Document segment
※
Kefir has shown more direct effects: an 8-week study found that drinking 600ml (a little over 8 ounces) of probiotic-rich kefir per day significantly reduced fasting blood sugar and HbA1c compared to a non-probiotic version.
The key is choosing plain, unsweetened varieties, as flavored yogurts and kefir can contain as much sugar as a dessert.
Eggs
Eggs are very low in carbohydrates and high in protein and healthy fats — which makes them straightforwardly blood sugar-friendly. A study of 42 adults with prediabetes or type 2 diabetes published in the American Journal of Clinical Nutrition found that eating one egg per day for 12 weeks led to a 4.4% reduction in fasting blood sugar and improved insulin sensitivity compared to an egg substitute group. This amount of whole eggs per week also did not appear to have any type of negative effect on lipid levels, such as cholesterol or triglycerides.
They're also just one of the easiest proteins to build a meal around, and that matters more than people give it credit for. Consistency over time is what actually moves blood sugar patterns. One egg every morning beats a "perfect" diet you can only maintain for two weeks.
What to Limit (Or at Least Be Aware Of)
The flip side of all this: foods high in refined carbohydrates and added sugar are the main drivers of sharp blood sugar spikes. White bread, sweetened drinks, ultra-processed snacks, and fast food sit at the top of that list — not because they're forbidden, but because they trigger exactly the kind of rapid glucose rise that the foods above are working against.
Understanding what's actually in your food gives you more agency over these trade-offs, including how sugar calories work and how many calories are in a gram of carbohydrate.
How to Actually Make This Work
You don't need to eat every food on this list every day, and you definitely don't need a perfect diet for this to matter. Blood sugar management is about patterns, not perfection — and small, consistent habits compound in a way that one-off "healthy days" never will.
A few things that actually move the needle:
Build meals around protein, fiber, and healthy fats. They naturally slow glucose absorption without requiring you to track anything.
Pair carb-heavy foods with something from this list. Rice with beans, oats with chia seeds, toast with avocado — the combination changes the glucose response of the whole meal.
※
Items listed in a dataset
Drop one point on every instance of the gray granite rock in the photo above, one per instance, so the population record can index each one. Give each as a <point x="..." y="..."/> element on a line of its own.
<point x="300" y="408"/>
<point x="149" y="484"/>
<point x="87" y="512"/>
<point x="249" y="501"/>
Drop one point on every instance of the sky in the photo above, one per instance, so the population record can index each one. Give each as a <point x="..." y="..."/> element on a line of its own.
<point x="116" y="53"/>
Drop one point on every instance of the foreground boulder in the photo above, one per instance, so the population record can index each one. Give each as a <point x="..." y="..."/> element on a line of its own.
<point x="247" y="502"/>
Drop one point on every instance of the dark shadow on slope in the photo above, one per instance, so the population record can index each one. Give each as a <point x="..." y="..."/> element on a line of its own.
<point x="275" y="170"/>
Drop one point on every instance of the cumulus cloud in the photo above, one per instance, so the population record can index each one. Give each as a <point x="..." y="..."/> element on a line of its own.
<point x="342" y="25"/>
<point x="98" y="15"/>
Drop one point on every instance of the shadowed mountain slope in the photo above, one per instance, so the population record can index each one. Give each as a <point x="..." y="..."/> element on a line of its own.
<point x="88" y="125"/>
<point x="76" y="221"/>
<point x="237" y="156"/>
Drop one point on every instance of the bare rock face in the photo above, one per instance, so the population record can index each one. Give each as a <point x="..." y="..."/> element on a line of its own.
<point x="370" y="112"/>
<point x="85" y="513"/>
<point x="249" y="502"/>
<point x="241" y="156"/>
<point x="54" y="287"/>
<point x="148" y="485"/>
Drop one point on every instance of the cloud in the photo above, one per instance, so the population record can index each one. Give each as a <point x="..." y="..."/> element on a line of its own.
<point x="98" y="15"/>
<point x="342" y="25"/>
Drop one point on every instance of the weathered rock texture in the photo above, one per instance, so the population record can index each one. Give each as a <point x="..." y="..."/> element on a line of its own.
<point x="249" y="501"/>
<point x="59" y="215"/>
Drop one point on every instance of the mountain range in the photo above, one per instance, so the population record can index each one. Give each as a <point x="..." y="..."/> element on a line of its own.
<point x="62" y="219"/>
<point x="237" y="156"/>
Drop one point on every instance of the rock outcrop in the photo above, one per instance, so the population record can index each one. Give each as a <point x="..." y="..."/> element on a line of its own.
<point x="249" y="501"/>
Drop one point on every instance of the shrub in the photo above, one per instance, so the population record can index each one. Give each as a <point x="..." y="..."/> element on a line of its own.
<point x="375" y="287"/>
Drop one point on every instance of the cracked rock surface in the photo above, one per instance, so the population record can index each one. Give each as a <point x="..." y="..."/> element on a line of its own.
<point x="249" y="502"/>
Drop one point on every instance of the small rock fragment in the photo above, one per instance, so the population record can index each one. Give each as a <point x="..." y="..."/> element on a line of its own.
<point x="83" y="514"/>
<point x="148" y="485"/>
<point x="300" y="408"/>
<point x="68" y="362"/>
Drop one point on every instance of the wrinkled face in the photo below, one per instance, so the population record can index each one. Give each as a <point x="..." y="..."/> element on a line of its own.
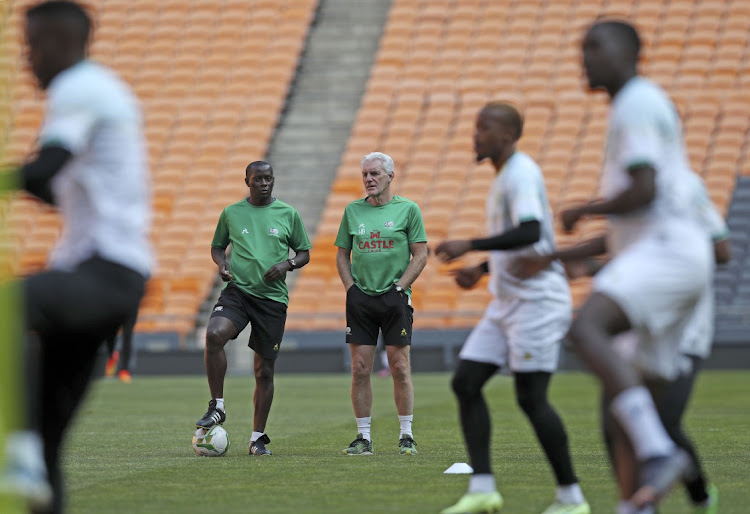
<point x="601" y="57"/>
<point x="44" y="53"/>
<point x="490" y="137"/>
<point x="260" y="182"/>
<point x="375" y="179"/>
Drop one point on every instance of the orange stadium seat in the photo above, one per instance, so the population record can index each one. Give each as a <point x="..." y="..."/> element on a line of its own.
<point x="491" y="50"/>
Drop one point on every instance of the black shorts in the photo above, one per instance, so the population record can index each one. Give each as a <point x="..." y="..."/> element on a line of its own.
<point x="267" y="318"/>
<point x="367" y="315"/>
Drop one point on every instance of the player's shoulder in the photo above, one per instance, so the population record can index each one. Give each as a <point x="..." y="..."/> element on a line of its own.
<point x="521" y="166"/>
<point x="400" y="200"/>
<point x="640" y="94"/>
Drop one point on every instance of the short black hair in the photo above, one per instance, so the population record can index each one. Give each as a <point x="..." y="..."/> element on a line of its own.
<point x="64" y="9"/>
<point x="624" y="32"/>
<point x="507" y="114"/>
<point x="257" y="164"/>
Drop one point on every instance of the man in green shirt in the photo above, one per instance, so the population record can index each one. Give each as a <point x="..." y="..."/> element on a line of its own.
<point x="382" y="249"/>
<point x="261" y="229"/>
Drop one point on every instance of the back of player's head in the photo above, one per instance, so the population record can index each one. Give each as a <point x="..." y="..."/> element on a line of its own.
<point x="258" y="165"/>
<point x="623" y="32"/>
<point x="385" y="161"/>
<point x="505" y="114"/>
<point x="69" y="17"/>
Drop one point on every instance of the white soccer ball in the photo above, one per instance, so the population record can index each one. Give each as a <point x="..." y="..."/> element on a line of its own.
<point x="211" y="442"/>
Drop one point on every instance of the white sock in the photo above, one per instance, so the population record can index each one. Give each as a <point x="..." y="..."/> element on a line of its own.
<point x="405" y="423"/>
<point x="635" y="411"/>
<point x="482" y="483"/>
<point x="25" y="449"/>
<point x="625" y="507"/>
<point x="570" y="494"/>
<point x="363" y="427"/>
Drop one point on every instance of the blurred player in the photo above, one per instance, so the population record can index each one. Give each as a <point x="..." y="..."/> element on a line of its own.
<point x="382" y="249"/>
<point x="695" y="345"/>
<point x="523" y="326"/>
<point x="661" y="262"/>
<point x="92" y="165"/>
<point x="261" y="229"/>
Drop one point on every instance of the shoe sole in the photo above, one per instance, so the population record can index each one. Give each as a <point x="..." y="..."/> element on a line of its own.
<point x="650" y="494"/>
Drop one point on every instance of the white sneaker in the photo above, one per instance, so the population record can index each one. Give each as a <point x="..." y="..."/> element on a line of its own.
<point x="25" y="473"/>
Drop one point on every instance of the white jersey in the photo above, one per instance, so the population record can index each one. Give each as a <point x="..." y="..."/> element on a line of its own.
<point x="103" y="190"/>
<point x="699" y="331"/>
<point x="518" y="194"/>
<point x="644" y="128"/>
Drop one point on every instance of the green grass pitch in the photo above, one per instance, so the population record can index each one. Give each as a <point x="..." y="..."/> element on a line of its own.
<point x="130" y="448"/>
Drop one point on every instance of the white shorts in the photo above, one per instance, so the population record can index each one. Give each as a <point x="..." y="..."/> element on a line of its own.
<point x="658" y="282"/>
<point x="521" y="335"/>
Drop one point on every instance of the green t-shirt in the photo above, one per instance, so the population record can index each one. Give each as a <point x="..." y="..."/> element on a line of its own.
<point x="260" y="237"/>
<point x="379" y="238"/>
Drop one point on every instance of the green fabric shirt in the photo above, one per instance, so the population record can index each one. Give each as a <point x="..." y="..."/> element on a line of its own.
<point x="260" y="237"/>
<point x="379" y="238"/>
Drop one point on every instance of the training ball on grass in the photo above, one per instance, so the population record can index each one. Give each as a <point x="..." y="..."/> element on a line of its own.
<point x="211" y="442"/>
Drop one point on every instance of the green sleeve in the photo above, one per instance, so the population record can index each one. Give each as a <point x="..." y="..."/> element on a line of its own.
<point x="299" y="240"/>
<point x="344" y="238"/>
<point x="221" y="235"/>
<point x="416" y="229"/>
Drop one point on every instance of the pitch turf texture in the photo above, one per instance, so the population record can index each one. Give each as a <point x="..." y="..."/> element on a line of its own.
<point x="130" y="448"/>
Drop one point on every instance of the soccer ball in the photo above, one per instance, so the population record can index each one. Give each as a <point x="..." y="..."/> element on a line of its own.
<point x="211" y="442"/>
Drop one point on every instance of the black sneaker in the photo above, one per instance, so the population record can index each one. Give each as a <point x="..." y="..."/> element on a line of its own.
<point x="658" y="474"/>
<point x="213" y="416"/>
<point x="258" y="447"/>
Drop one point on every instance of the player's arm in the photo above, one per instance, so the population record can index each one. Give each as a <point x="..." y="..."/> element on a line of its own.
<point x="344" y="266"/>
<point x="525" y="234"/>
<point x="416" y="264"/>
<point x="639" y="193"/>
<point x="219" y="256"/>
<point x="36" y="176"/>
<point x="528" y="266"/>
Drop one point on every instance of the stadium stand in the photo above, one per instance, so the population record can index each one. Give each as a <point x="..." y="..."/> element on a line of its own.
<point x="212" y="93"/>
<point x="440" y="61"/>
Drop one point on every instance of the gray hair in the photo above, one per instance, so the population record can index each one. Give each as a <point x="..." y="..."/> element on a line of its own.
<point x="385" y="161"/>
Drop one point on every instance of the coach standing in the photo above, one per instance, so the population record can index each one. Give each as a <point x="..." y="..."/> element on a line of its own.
<point x="382" y="249"/>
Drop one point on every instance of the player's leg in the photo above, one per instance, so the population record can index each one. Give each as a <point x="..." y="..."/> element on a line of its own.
<point x="268" y="319"/>
<point x="531" y="395"/>
<point x="65" y="378"/>
<point x="227" y="320"/>
<point x="467" y="384"/>
<point x="362" y="336"/>
<point x="397" y="330"/>
<point x="671" y="402"/>
<point x="127" y="347"/>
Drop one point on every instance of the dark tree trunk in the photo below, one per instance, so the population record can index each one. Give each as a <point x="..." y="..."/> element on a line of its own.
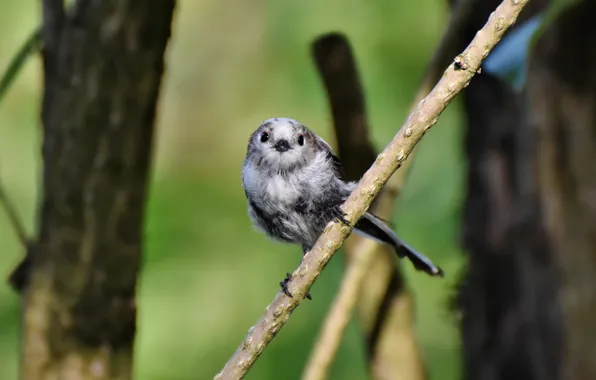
<point x="562" y="93"/>
<point x="528" y="298"/>
<point x="103" y="64"/>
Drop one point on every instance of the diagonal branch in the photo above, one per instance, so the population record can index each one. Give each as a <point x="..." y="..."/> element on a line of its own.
<point x="371" y="280"/>
<point x="425" y="115"/>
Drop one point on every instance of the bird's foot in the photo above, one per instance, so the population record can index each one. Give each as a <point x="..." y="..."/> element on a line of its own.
<point x="340" y="216"/>
<point x="284" y="287"/>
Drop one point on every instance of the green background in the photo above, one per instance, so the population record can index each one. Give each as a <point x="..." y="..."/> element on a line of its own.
<point x="207" y="274"/>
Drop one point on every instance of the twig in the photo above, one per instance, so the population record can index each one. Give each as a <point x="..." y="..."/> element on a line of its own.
<point x="384" y="289"/>
<point x="383" y="285"/>
<point x="455" y="78"/>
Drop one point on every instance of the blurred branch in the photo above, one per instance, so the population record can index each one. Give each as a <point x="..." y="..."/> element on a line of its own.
<point x="30" y="46"/>
<point x="383" y="287"/>
<point x="102" y="83"/>
<point x="384" y="300"/>
<point x="423" y="117"/>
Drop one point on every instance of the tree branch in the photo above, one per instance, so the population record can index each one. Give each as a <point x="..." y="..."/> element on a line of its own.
<point x="386" y="301"/>
<point x="425" y="115"/>
<point x="99" y="107"/>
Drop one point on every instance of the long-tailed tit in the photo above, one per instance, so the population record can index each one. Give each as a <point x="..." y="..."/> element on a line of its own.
<point x="294" y="186"/>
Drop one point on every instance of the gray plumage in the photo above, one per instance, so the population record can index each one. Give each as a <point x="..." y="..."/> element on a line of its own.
<point x="294" y="186"/>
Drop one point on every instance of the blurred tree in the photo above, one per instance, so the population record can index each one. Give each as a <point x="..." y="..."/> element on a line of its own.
<point x="529" y="294"/>
<point x="103" y="62"/>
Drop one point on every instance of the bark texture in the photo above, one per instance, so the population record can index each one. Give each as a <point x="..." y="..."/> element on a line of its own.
<point x="528" y="298"/>
<point x="384" y="304"/>
<point x="103" y="64"/>
<point x="562" y="96"/>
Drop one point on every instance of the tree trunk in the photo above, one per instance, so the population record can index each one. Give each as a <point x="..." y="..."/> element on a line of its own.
<point x="528" y="298"/>
<point x="562" y="97"/>
<point x="103" y="63"/>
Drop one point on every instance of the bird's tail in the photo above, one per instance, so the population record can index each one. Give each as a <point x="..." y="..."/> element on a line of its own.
<point x="374" y="228"/>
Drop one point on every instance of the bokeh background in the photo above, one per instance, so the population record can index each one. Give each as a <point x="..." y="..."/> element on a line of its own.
<point x="207" y="275"/>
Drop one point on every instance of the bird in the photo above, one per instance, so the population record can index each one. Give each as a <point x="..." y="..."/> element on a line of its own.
<point x="294" y="185"/>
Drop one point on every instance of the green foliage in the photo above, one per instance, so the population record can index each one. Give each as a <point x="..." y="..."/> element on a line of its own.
<point x="207" y="275"/>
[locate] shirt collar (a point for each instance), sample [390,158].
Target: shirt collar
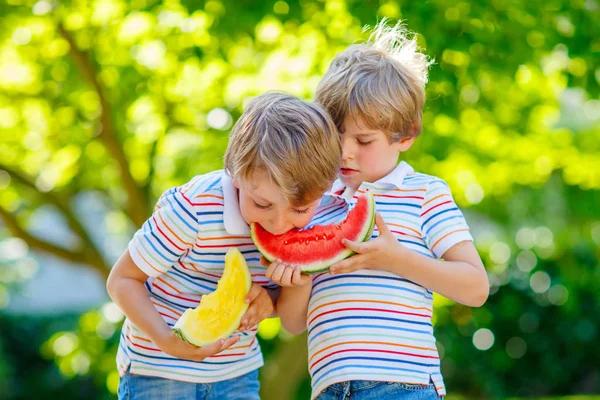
※
Write the next part of the article on foods for blood sugar control, picking up after its last sentence. The entries have nothing to do with this.

Answer to this problem
Swap high-sugar snacks for nuts, plain yogurt, or berries. These feel like tiny changes but compound significantly over weeks.
Don't skip meals, especially breakfast. Skipping tends to make blood sugar harder to regulate later in the day — and usually leads to overcompensating at the next meal.
For a full week of meals built around these principles, our weight loss meal plan is a practical starting point.
Frequently Asked Questions
What foods lower blood sugar quickly?
No food is as powerful like fast-acting insulin, and it's important to be clear about that. If you're experiencing acute high blood sugar, contact your healthcare provider first. For ongoing day-to-day management, high-fiber foods like oats, chia seeds, and legumes show the clearest effects on post-meal glucose — but these work gradually, not immediately.
Are bananas bad for blood sugar?
Not necessarily. Bananas are higher on the glycemic index than berries, but pairing them with protein or fat — nut butter, Greek yogurt — significantly reduces the glucose response. Ripeness also matters: less-ripe bananas contain more resistant starch and have a lower GI than very ripe ones.
Can diet alone manage blood sugar?
For some people with prediabetes, dietary changes alone can make a meaningful difference. For those with type 2 diabetes, diet is a crucial part of management but typically works alongside medication, physical activity, and other factors. Talk to your healthcare provider about the right approach for your situation — what works is genuinely individual.